Lab 17 — Metrics Collector (Counter / Gauge / Histogram)

Goal

Implement a thread-safe in-process metrics registry that supports the three canonical metric types — counter, gauge, histogram — with bounded memory, label support, and an export format suitable for Prometheus scraping. After this lab you should be able to write the registry from a blank screen in <25 minutes and articulate the difference between summary and histogram in <60 seconds.

Background Concepts

The four metric types in the Prometheus / OpenMetrics ecosystem are counter (monotonic non-decreasing total — requests, errors, bytes), gauge (a current value — queue depth, active connections, memory in use), histogram (a count of observations bucketed by upper bound, used to compute quantiles server-side), and summary (client-side quantiles, harder to aggregate). The first three cover ~95% of production needs. Counters answer “how many?”, gauges answer “how much right now?”, histograms answer “what’s the distribution and the p99?”.

A metric is identified by (name, label_set). The same name with different labels (e.g., http_requests_total{method="GET"} vs http_requests_total{method="POST"}) is a different time series. The number of label combinations is the metric’s cardinality. Unbounded cardinality (e.g., a label per user_id) is the most common production memory leak in metric systems — protect against it.

» RECORDED INFORMATION:
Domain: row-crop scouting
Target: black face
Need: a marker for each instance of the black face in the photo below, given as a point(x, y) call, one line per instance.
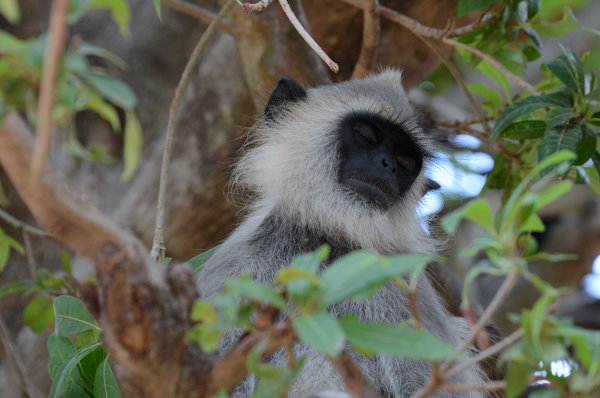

» CHALLENGES:
1 - List every metric type that the metrics lab description names as belonging to the Prometheus / OpenMetrics ecosystem.
2 - For each statement, say whether it agrees with the metrics lab description, answering yes or no and quoting the words of the text that decide it.
(a) The first three metric types are said to cover about 95% of production needs.
(b) A summary computes its quantiles server-side.
(c) The same metric name with different labels counts as the same time series.
The material accompanying the metrics lab description is not needed for this work.

» ANSWERS PROVIDED:
1 - Counter, gauge, histogram, summary.

2 -
(a) Yes: "The first three cover ~95% of production needs."
(b) No: "summary (client-side quantiles, harder to aggregate)"
(c) No: "The same name with different labels (e.g., http_requests_total{method="GET"} vs http_requests_total{method="POST"}) is a different time series."